Newspaper article St Louis Post-Dispatch (MO)

Stolle, Son Form Rare Combination

Newspaper article St Louis Post-Dispatch (MO)

Stolle, Son Form Rare Combination

Article excerpt

Tall, lean and sporting a ponytail, and raised with Grand Slam championships dangling from the family tree, Sandon Stolle is a rare breed.

Born in Sydney, Australia, where he now has a home, and raised in North Miami Beach, Fla., where his parents live, he played at Texas Christian University in Fort Worth for two years. His accent is half-American and half-Australian.

The son of Australian great Fred Stolle, Stolle the younger is 100 percent tennis player, one of a mere handful of children of tennis pros ever to compete at the game's top levels. Stolle the elder won 12 grand slam titles, two singles and 10 doubles, during his career.

Pressure? Once upon a time, maybe, but not any more, says Stolle, who will turn 26 six days after Wimbledon ends and yearns for his day in the sun.

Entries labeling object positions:
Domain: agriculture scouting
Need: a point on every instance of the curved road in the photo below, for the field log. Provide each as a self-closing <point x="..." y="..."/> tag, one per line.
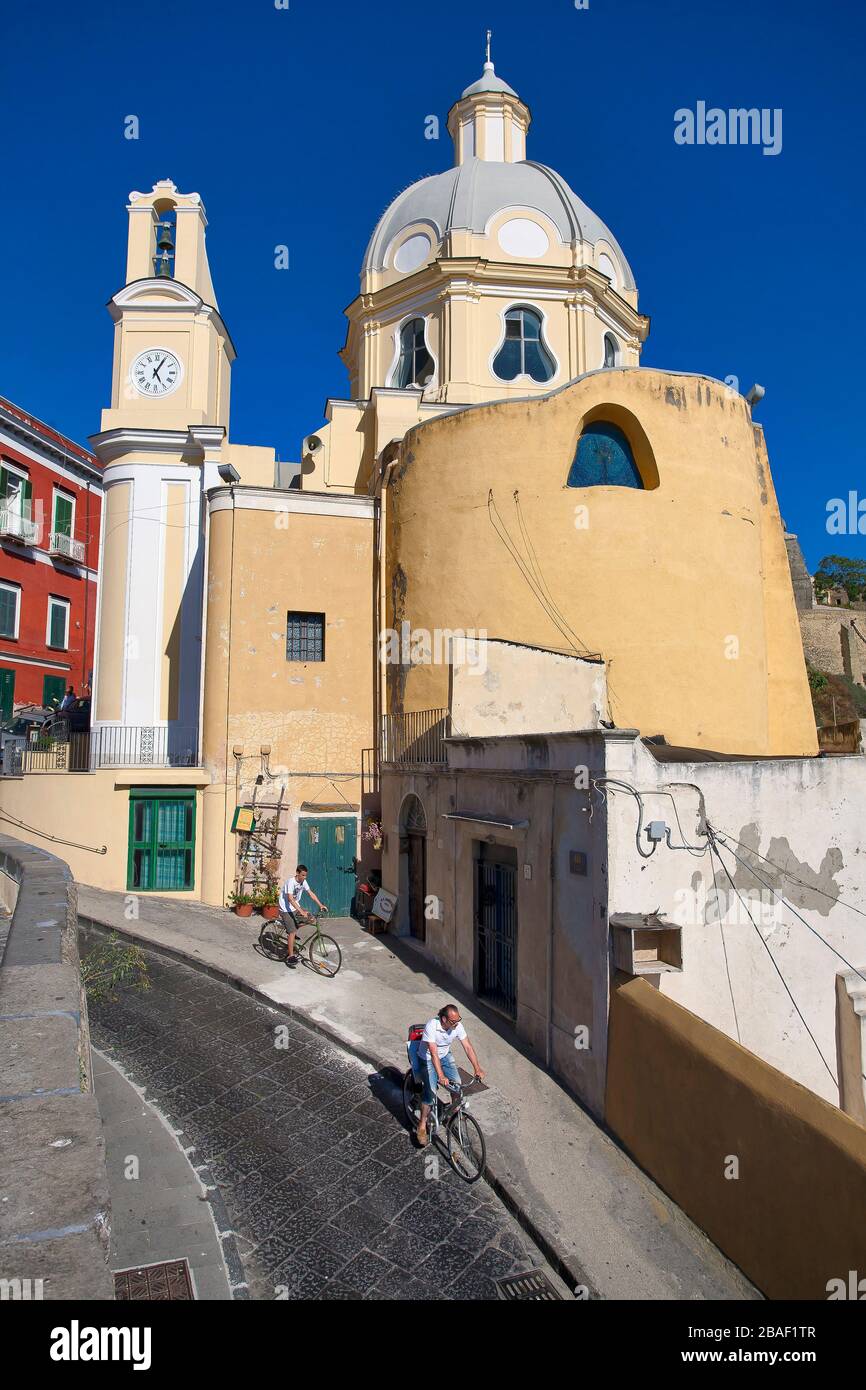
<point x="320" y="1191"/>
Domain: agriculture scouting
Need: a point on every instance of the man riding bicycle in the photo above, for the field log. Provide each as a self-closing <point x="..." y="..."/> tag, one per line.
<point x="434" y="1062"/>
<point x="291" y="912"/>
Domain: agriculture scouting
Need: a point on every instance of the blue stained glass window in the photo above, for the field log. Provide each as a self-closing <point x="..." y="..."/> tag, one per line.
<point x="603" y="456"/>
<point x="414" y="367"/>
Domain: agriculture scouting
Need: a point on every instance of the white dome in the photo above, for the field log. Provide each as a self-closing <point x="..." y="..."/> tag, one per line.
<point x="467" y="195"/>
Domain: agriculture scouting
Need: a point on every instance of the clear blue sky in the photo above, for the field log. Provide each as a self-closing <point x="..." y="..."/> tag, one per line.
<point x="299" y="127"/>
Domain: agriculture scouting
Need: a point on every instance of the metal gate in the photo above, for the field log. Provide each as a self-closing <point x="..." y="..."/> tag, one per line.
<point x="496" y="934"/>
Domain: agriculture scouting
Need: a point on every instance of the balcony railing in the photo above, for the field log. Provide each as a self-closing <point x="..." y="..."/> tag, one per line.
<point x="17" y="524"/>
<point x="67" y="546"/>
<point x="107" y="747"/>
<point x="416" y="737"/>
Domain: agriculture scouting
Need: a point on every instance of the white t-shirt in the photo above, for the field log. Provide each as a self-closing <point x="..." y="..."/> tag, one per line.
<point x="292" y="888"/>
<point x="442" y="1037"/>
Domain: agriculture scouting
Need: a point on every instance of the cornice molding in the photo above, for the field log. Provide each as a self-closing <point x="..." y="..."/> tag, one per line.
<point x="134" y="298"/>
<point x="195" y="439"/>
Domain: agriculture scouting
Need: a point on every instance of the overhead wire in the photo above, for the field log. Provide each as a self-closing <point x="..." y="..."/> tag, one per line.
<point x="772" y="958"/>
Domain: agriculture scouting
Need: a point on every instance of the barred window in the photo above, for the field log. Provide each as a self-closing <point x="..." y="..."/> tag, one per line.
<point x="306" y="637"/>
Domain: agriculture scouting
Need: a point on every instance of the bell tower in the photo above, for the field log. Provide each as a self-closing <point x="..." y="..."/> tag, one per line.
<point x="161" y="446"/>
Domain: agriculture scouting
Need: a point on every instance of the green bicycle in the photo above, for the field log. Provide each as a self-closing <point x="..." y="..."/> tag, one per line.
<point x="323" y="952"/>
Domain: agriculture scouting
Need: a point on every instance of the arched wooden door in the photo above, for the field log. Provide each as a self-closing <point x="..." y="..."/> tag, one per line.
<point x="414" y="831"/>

==

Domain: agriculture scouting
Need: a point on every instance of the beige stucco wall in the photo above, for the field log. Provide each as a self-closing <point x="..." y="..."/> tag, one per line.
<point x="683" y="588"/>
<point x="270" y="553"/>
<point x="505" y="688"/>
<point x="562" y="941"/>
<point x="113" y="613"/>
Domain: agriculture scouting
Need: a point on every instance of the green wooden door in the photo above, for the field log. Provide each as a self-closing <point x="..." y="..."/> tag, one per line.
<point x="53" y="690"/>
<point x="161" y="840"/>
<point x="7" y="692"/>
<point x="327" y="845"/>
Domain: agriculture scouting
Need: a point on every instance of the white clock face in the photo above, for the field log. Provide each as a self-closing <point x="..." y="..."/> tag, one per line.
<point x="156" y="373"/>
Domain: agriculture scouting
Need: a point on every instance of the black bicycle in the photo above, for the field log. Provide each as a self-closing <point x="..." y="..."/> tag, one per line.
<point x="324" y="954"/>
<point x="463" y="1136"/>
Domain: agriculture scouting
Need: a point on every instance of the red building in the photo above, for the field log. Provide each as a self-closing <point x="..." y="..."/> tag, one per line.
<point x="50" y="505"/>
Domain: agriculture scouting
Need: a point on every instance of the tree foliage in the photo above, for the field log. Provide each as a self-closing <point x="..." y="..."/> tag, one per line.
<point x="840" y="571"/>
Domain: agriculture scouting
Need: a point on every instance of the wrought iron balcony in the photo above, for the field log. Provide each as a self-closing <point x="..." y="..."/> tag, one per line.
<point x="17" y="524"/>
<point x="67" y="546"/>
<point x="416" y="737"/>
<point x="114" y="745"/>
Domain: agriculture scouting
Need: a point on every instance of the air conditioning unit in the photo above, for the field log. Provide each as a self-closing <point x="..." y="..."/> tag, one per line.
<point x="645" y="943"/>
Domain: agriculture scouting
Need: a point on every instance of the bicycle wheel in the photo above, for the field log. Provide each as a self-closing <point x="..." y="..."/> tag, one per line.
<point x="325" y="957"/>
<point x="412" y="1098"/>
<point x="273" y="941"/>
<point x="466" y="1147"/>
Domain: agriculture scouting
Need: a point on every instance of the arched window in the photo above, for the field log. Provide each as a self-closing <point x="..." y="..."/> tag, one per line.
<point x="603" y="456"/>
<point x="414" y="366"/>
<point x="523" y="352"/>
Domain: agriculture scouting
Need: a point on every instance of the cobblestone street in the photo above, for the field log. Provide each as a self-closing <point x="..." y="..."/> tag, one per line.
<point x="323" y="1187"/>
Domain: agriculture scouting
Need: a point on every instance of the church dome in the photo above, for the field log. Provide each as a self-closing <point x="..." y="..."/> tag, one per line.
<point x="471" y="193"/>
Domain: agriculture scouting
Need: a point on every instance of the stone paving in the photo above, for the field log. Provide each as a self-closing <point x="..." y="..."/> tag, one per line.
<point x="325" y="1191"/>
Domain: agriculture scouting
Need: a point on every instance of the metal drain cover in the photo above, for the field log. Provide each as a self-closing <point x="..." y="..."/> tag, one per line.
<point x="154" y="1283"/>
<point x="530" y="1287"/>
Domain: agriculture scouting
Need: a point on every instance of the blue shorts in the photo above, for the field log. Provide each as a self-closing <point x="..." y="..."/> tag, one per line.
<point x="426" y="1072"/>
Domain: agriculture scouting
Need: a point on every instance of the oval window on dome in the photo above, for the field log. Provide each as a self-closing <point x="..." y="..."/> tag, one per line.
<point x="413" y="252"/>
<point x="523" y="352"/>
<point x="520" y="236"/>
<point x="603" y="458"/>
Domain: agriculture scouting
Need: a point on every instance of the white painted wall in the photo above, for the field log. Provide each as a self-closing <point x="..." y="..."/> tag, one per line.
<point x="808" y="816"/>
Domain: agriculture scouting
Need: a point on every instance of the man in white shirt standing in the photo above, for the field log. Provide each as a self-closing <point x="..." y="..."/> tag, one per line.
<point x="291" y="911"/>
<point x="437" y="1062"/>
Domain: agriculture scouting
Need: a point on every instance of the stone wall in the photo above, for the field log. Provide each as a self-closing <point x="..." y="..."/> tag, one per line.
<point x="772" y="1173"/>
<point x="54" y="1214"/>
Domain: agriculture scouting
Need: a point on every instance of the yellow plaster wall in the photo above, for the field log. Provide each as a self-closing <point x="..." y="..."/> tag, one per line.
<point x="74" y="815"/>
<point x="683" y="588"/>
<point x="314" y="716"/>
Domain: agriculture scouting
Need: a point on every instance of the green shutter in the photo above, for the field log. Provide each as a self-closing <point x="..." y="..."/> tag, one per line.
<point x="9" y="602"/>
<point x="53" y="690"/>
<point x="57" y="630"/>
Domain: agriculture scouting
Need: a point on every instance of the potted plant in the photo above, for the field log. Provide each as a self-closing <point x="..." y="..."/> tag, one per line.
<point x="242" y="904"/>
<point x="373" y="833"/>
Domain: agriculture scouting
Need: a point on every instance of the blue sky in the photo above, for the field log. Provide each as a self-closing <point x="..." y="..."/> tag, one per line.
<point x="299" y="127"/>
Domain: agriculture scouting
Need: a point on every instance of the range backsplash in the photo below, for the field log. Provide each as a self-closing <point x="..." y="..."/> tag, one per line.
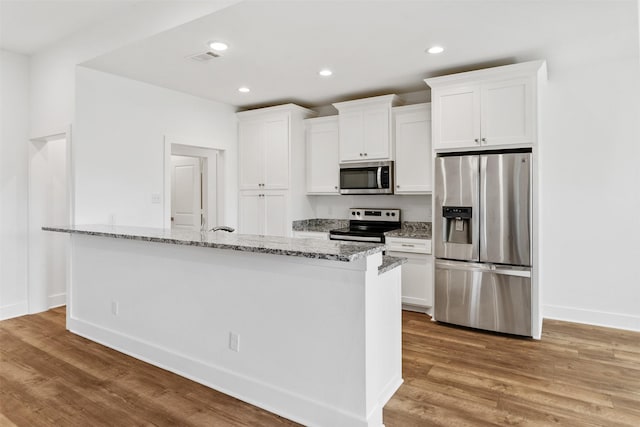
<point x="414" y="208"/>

*EXERCISES TO COMPLETE*:
A) According to the article on Sandon Stolle, how many grand slam titles did his father win during his career?
B) Continue the newspaper article about Sandon Stolle from the point where it stops.
You won't need the records for anything here.

*TASK-BY-TASK OUTPUTS*:
A) Fred Stolle won 12 grand slam titles: two singles and 10 doubles.

B)
"I'm not a rookie any longer," said the wiry, brown-haired Stolle, who turned pro in 1991 and has earned almost $900,000 in a career that is still noted more for false starts than successful finishes.

"I do have standards to live up to, but people judge me now as a person and a player. I'm beyond being Fred Stolle's son. I'm my own man."

But don't get the wrong idea.

"Everyone has a lot of respect for my dad, and so do I. I've grown up with it. I've played with it. It's a bonus," Stolle said. "He's proud of what I've done and I'm proud of him."

Stolle, a serve and volleyer nourished by Wimbledon's grass, says his father, now a tennis commentator, still gives advice "when I slip up."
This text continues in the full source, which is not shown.